EXERCISE GOAL. Transcribe exactly every line from the one containing "Sports-analytics tagging: mark the bouquet" down to the final line of the listing below, including both, and leave out the rest.

SUPPLIED DATA.
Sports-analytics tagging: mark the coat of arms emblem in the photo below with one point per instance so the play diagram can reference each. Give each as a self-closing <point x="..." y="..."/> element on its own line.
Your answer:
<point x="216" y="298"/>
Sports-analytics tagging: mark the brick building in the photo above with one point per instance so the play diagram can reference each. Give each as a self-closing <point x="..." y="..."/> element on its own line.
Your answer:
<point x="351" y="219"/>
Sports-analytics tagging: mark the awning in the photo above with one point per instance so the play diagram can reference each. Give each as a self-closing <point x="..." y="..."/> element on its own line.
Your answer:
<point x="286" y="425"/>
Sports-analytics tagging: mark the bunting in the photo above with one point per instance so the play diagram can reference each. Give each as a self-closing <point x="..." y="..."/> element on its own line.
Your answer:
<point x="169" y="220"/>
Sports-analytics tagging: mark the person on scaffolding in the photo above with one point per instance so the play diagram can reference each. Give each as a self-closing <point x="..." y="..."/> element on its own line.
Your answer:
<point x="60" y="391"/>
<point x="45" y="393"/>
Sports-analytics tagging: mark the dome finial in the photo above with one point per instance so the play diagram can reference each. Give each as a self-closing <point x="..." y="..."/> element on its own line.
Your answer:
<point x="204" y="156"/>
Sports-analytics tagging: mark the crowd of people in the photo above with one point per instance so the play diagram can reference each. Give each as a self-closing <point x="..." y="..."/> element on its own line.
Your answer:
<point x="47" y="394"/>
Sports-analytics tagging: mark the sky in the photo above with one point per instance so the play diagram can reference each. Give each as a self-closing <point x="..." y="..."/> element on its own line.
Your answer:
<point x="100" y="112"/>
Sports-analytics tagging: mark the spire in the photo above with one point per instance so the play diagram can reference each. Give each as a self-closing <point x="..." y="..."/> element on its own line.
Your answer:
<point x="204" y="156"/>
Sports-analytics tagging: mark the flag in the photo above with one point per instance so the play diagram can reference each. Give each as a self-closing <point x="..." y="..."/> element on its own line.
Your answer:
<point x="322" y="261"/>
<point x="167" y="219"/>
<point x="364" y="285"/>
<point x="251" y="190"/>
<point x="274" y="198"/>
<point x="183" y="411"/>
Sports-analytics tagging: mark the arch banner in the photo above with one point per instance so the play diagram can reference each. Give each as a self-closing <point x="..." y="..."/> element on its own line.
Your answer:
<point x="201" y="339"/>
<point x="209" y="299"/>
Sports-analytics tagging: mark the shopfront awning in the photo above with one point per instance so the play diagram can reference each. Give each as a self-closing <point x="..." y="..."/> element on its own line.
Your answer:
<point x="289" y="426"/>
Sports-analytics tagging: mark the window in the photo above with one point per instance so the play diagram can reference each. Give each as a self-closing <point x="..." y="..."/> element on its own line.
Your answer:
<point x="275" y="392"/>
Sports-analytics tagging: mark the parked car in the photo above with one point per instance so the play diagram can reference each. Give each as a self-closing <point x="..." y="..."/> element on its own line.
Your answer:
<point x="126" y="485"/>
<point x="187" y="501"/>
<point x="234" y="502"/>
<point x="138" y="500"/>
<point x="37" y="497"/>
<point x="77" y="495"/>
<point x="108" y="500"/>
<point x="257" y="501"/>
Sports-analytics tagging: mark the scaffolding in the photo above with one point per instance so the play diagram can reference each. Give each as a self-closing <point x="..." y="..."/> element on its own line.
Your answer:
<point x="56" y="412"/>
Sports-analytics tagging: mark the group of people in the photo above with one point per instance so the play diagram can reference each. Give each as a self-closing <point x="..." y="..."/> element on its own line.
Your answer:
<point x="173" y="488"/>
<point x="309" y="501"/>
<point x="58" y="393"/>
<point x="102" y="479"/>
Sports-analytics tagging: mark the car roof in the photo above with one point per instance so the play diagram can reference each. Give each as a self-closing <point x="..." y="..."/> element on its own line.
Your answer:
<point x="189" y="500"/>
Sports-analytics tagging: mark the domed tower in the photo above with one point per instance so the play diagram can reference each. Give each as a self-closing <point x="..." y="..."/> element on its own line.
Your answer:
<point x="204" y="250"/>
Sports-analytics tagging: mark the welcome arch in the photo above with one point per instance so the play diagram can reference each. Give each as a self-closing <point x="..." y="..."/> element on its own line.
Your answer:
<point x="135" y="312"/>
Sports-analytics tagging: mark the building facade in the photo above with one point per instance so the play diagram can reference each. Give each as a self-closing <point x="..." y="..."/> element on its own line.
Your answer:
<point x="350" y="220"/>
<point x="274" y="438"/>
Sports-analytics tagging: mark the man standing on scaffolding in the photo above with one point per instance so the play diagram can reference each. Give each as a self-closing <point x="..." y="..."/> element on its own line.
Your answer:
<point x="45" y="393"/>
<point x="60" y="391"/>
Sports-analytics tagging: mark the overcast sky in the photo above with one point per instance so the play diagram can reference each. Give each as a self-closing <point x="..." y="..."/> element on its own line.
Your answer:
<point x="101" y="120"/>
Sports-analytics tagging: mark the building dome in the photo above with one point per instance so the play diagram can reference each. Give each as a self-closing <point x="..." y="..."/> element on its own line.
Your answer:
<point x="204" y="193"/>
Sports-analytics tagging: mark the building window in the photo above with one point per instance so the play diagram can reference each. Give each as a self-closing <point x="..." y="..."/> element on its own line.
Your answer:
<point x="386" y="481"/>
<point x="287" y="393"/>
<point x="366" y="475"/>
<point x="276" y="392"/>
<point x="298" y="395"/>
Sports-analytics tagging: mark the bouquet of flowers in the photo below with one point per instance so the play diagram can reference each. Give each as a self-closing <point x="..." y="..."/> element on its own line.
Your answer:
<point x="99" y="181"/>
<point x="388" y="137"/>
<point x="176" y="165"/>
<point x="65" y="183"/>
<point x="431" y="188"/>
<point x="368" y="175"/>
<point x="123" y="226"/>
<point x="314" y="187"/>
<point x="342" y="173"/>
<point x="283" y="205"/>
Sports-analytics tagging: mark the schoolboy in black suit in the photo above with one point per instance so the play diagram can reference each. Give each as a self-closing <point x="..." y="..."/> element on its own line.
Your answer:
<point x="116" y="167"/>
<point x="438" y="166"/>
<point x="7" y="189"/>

ANSWER FOR THIS EXERCISE.
Sports-analytics tagging: mark the bouquet of flowers in the photo below with one point per instance so the play diagram can reference each. Give each as a self-closing <point x="..." y="..."/> element on its own line.
Your answer:
<point x="99" y="181"/>
<point x="388" y="137"/>
<point x="176" y="165"/>
<point x="65" y="183"/>
<point x="431" y="188"/>
<point x="368" y="175"/>
<point x="123" y="226"/>
<point x="314" y="187"/>
<point x="342" y="173"/>
<point x="283" y="205"/>
Sports-analytics tagging: mark the schoolboy in black suit in the photo above with one point per instance so the play diagram can reference each. Give each as a self-closing <point x="..." y="..."/> element on its own line.
Your answer:
<point x="116" y="167"/>
<point x="438" y="166"/>
<point x="7" y="189"/>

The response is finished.